Companies have now known for a while that the classic corporate vacation system is broken. In recent years companies like Adobe, Netflix and Twitter have tried out more progressive approaches such as an unlimited time off policy, only to realize after trying it out that letting employees take time off whenever and as frequently as they wish wasn’t better. In these instances, social pressure and competitiveness made employees take even less time off than they would with the 2 weeks off mandatory policies. This is because when employees don’t know how much vacation time is acceptable, they hesitate and prefer to ask for less in order to not be the person taking the most days off.
So what’s the best approach? Scheduled vacation? Although still in its trial phase, this policy consists of having a mandatory vacation period for the entire office after a certain amount of time. Implemented by SimpliFlying, a small global aviation strategy firm, results showed a significant increase in creativity, productivity and overall happiness. The key in this being that once the 7 weeks are up everybody at the company takes a week off therefore removing the pressure and guilt felt by individuals for not being at the office. This concept was inspired by Stefan Sagmeister, who shared through his TED talk how and why he takes a year off of work every seven years.
Recognition and reward are a big part of keeping employees engaged and content. Doing so can be achieved through gamification. This relatively new concept has been proven to motivate employees and get them in a competitive mindset allowing for improved productivity. Gamification is being used more and more by companies both on their employees and on their clients. For example, have you ever seen how hybrid cars display to their driver the amount of CO2 or trees saved? This small but important information prompts the driver to make behavioural changes in the way they drive in order to accumulate as many “points” as possible. In the same way, office managers are implementing similar elements of gamification into their offices with the help of apps such as GoSpaces. It’s a simple yet effective way to boost employee engagement while simultaneously promoting social responsibility, creating a sense of comradely and promoting efforts to be financially smarter.

**Exercise requirements**
1. According to the article, how often does Stefan Sagmeister take a year off of work?
2. Write out the part of the article that opens with the words containing "So what’s the" and closes with "every seven years.", substituting "holiday" for "vacation".
The rows play no part in this work.

**Given information**
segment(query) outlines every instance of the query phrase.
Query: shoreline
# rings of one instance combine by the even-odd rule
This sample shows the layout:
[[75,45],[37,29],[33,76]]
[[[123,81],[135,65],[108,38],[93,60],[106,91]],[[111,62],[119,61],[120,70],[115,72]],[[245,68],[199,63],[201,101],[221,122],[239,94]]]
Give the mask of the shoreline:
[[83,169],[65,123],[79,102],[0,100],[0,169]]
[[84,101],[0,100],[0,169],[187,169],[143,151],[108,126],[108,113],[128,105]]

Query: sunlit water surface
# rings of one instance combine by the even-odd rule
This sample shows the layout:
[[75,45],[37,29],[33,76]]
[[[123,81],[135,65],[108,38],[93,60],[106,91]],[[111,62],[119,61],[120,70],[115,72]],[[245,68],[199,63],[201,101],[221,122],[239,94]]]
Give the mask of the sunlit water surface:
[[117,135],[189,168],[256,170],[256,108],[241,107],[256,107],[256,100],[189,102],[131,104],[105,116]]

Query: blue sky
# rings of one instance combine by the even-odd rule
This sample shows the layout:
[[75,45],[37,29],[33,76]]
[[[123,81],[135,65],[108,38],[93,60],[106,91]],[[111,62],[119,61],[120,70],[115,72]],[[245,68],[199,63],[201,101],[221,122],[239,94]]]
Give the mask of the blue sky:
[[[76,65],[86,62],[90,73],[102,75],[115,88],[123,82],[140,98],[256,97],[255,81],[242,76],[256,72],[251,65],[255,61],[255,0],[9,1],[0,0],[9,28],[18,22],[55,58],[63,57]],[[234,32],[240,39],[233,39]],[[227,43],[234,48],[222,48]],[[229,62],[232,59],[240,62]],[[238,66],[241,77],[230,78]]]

**Numbered answers**
1. Every seven years.

2.
So what’s the best approach? Scheduled holiday? Although still in its trial phase, this policy consists of having a mandatory holiday period for the entire office after a certain amount of time. Implemented by SimpliFlying, a small global aviation strategy firm, results showed a significant increase in creativity, productivity and overall happiness. The key in this being that once the 7 weeks are up everybody at the company takes a week off therefore removing the pressure and guilt felt by individuals for not being at the office. This concept was inspired by Stefan Sagmeister, who shared through his TED talk how and why he takes a year off of work every seven years.